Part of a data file
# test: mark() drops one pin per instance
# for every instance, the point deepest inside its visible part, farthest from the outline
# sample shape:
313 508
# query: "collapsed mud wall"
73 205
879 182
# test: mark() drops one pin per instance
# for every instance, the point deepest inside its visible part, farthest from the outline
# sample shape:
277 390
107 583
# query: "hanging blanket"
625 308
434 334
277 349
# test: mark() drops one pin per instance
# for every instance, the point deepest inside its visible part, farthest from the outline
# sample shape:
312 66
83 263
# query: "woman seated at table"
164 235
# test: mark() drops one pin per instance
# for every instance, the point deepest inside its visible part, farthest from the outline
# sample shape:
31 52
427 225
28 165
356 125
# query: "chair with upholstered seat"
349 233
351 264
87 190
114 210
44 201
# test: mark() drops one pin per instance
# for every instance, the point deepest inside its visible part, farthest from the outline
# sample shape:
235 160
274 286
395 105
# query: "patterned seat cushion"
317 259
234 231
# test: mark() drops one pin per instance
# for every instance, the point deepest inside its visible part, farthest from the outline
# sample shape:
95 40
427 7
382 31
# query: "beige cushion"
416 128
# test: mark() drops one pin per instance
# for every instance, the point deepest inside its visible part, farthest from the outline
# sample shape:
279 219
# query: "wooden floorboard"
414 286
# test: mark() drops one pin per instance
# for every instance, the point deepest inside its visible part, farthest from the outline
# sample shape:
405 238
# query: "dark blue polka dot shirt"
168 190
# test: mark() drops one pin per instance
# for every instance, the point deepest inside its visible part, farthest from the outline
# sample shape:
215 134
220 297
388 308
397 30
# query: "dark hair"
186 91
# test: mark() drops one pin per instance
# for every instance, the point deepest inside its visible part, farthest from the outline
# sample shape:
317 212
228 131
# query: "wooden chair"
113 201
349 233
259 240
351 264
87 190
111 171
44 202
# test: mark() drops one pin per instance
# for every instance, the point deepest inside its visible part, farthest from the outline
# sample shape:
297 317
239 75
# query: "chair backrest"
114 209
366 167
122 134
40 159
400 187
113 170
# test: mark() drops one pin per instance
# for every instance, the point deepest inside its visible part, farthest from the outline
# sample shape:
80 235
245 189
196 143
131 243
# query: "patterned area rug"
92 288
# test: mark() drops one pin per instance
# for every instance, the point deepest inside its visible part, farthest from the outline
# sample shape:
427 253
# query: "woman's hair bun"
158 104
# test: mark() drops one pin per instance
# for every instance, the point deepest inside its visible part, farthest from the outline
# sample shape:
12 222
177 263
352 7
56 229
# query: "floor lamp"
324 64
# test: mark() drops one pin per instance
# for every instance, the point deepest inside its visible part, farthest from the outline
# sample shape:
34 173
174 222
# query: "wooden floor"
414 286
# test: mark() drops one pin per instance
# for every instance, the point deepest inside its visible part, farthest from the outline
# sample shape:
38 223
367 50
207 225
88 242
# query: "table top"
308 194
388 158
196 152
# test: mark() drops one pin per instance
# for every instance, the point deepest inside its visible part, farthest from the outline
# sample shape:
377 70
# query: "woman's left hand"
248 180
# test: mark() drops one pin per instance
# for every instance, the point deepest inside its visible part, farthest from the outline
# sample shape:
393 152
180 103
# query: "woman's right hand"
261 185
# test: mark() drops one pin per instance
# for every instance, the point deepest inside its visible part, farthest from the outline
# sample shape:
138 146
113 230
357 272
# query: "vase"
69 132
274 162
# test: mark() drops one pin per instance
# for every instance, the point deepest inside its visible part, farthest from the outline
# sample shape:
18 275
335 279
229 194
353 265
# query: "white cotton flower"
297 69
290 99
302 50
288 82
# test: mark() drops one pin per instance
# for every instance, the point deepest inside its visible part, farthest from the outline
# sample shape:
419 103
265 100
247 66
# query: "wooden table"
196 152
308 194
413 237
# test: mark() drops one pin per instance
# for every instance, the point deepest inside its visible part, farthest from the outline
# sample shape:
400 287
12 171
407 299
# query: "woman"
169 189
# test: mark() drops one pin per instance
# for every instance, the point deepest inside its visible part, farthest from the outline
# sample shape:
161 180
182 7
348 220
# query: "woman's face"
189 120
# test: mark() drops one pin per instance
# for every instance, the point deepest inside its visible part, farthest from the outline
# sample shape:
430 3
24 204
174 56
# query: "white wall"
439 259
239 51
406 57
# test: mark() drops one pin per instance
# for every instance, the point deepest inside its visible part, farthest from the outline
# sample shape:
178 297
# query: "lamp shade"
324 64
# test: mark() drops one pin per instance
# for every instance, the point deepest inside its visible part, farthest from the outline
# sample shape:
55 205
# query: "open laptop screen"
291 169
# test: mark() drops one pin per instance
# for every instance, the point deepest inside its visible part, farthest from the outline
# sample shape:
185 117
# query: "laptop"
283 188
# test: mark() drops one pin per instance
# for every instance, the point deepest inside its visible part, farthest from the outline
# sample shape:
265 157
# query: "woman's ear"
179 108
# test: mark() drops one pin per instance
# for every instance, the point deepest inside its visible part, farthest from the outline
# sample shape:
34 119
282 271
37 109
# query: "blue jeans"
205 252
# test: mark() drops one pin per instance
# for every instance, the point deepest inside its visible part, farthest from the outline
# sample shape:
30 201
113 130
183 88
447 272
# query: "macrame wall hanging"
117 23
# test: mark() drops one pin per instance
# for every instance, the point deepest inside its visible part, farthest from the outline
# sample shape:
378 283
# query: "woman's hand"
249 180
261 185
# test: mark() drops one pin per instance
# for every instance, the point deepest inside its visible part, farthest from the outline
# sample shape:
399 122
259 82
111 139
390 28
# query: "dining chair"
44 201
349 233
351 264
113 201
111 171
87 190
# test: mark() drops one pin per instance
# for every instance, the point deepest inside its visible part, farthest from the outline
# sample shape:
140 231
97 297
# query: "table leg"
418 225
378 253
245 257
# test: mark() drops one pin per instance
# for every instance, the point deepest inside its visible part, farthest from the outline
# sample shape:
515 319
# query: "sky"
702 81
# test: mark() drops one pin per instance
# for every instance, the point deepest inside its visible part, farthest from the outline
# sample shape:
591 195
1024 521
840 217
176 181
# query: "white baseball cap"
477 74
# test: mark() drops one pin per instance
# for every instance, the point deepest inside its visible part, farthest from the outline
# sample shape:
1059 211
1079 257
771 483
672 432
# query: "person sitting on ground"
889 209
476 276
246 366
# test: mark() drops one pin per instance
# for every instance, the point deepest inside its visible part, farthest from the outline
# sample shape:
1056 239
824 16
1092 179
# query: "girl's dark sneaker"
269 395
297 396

### SHORT EXERCISE
Reproduce the records above exactly.

### OUTPUT FOR THIS EXERCISE
# test: mark() drops one pin per instance
# for every instance, the point deepest inside its visible part, farthest from the outline
# sample shape:
313 508
# query: "collapsed mud wall"
73 205
879 182
# test: mark() drops one pin per instance
# for every instance, the point deepest inside its visible part, farthest from the outline
# sample shape:
277 390
107 583
# query: "hanging blanket"
625 308
434 334
277 349
# test: mark() drops one pin per instance
# for every instance, the point deepest inside its visible part, farthest from the outline
# sample shape:
312 66
83 263
# query: "woman seated at table"
164 235
# test: mark() drops one pin per instance
# for every instance, the point deepest inside its visible part, farthest from the outline
# sample shape:
31 52
427 225
28 165
356 125
# query: "chair with upholstered seat"
349 233
351 264
87 190
114 210
44 201
# test: mark() drops one pin per instance
# for every instance, the point deepest inside its visible part, farthest from the outline
# sample shape:
235 160
274 286
395 105
# query: "patterned seat cushion"
317 259
234 231
# test: mark() drops one pin per instance
# for every instance, the point deepest inside its visible part, farthest from the outline
# sample shape:
95 40
427 7
382 31
# query: "beige cushion"
416 128
# test: mark() drops one pin per instance
# for every instance, the point deepest inside its visible part, farthest from the outline
# sample shape:
279 219
# query: "wooden floorboard"
414 286
# test: mark() drops one pin per instance
# for every instance, the point deepest inside its visible part, farthest from the outline
# sample shape:
405 238
# query: "dark blue polka dot shirt"
168 190
# test: mark() drops one pin per instance
# for every instance, the point deepest inside its visible part, farthest from the outline
# sample shape:
215 134
220 297
388 308
397 30
# query: "dark hair"
186 91
# test: mark() drops one pin per instance
# for every instance, the point deepest inside its visible part, farthest from the outline
# sample shape:
317 212
228 131
# query: "wooden chair"
113 201
349 233
259 240
351 264
87 190
111 171
44 202
# test: mark() drops one pin per instance
# for every instance, the point deepest inside its visible part, farthest from the outline
# sample shape:
297 317
239 75
# query: "chair backrest"
114 209
366 167
122 134
40 159
400 187
113 170
# test: mark() drops one pin per instance
# for every instance, the point deepest inside its visible part, farthest from the outline
# sample shape:
80 235
245 189
196 143
131 243
# query: "patterned area rug"
92 288
# test: mark() drops one pin per instance
# for every instance, the point deepest inside its visible part, farthest from the outline
# sample shape:
427 253
# query: "woman's hair bun"
158 104
# test: mark() drops one pin per instance
# for every instance, the point deepest inside its visible part, farthest from the outline
# sample shape:
12 222
177 263
352 7
56 229
# query: "floor lamp"
324 64
# test: mark() drops one pin per instance
# for every instance, the point deepest inside its visible part, farthest from the outline
# sample shape:
34 173
174 222
# query: "wooden floor"
414 286
# test: mark() drops one pin per instance
# for every instance, the point deepest inside its visible part, farthest from the outline
# sample shape:
38 223
367 50
207 225
88 242
# query: "table top"
308 194
388 158
196 152
# test: mark() drops one pin per instance
# for every instance, the point deepest inside its visible part, farthest from the outline
# sample shape:
377 70
# query: "woman's left hand"
248 180
# test: mark() drops one pin per instance
# for every instance, the point deepest inside its visible part, farthest from the outline
# sample shape:
393 152
180 103
# query: "woman's right hand"
261 185
# test: mark() drops one pin per instance
# for every instance, the point deepest inside its visible part, farthest from the outline
# sample shape:
138 146
113 230
357 272
# query: "vase"
69 132
274 162
# test: mark() drops one pin per instance
# for every instance, the point deepest inside its visible part, farthest from the outline
# sample shape:
18 275
335 279
229 194
353 265
# query: "white cotton flower"
297 69
290 99
302 50
288 82
# test: mark() drops one pin per instance
# for every instance, the point deepest inside its visible part, farthest from the outline
# sample shape:
419 103
265 100
247 66
# query: "wooden table"
196 152
308 194
413 237
# test: mark() drops one pin per instance
# for every instance, the point deepest inside its visible part, farthest from the outline
# sample shape:
400 287
12 171
407 299
# query: "woman"
169 189
# test: mark() drops one pin per instance
# for every instance, the point deepest inside its visible part, farthest from the outline
# sample shape:
161 180
182 7
348 220
# query: "woman's face"
189 120
# test: mark() drops one pin per instance
# for every instance, the point deepest inside its visible part, farthest from the outline
# sample shape:
430 3
24 204
174 56
# query: "white wall"
439 259
239 51
406 57
# test: mark() drops one pin per instance
# for every instance, the point deepest inside its visible part, farthest from the outline
# sample shape:
178 297
# query: "lamp shade"
324 64
# test: mark() drops one pin per instance
# for every instance, the point deepest inside its visible part, farthest from the outline
# sample shape:
55 205
# query: "open laptop screen"
291 169
# test: mark() drops one pin per instance
# for every instance, the point deepest inside its visible part, farthest from the outline
# sample shape:
185 117
# query: "laptop"
283 188
# test: mark() drops one pin per instance
# for every instance, the point deepest inside its visible part, farthest from the outline
# sample shape:
265 157
# query: "woman's ear"
179 108
# test: mark() drops one pin per instance
# for every instance, the point deepest inside its visible part, farthest from the outline
# sample shape:
34 119
282 271
37 109
# query: "blue jeans"
205 252
# test: mark() drops one pin per instance
# for every instance, the point deepest inside its visible part, farthest from the outline
# sample shape:
30 201
113 130
183 88
447 272
# query: "macrame wall hanging"
117 23
# test: mark() drops one pin per instance
# for every instance, the point deepest inside its visible part, farthest from the outline
# sample shape:
378 283
# query: "woman's hand"
249 180
261 185
# test: mark() drops one pin per instance
# for every instance, the point deepest inside its visible part, farthest from the outline
# sample shape:
399 122
259 82
111 139
390 28
# query: "dining chair"
44 201
349 233
351 264
113 201
111 171
87 190
# test: mark() drops one pin per instance
# for every instance, the point deepest inside its visible part, farthest from the outline
# sample shape:
140 231
97 297
# query: "table leg"
418 225
378 253
245 257
# test: mark() drops one pin per instance
# for every instance, the point deepest inside its visible part, farthest from the outline
# sample shape:
515 319
# query: "sky"
702 81
# test: mark() drops one pin per instance
# for every instance, the point deepest inside its visible part, farthest from the outline
# sample shape:
591 195
1024 521
840 217
176 181
# query: "white baseball cap"
477 74
# test: mark() drops one pin per instance
# for every instance, the point deepest inside its visible part, farthest from the outline
# sample shape:
1059 211
1079 257
771 483
672 432
# query: "person sitting on ground"
889 209
476 276
246 366
# test: mark() drops one pin per instance
# for every instance, the point deepest inside its visible part, farthest from the outline
# sample shape:
1056 239
824 16
1092 179
# query: "girl's dark sneaker"
269 395
297 396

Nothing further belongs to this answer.